### [STATED EXERCISE]
Reproduce every line of the rows below, including the requests, with each coordinate value in the answers multiplied by 2.2 and rounded to the nearest whole number, rounding halves up.

### [Records of labeled points]
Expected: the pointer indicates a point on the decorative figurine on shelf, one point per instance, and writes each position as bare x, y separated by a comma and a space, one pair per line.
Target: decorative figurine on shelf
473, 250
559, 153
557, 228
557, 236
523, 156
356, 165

### [WRITTEN SOLUTION]
Expected: the pointer indicates a point on the decorative figurine on shelf, one point per instance, and writes each position as bare x, y separated by a comma and a space, one pair per line.
Target: decorative figurine on shelf
1041, 550
1230, 337
1225, 502
1225, 519
1151, 343
783, 363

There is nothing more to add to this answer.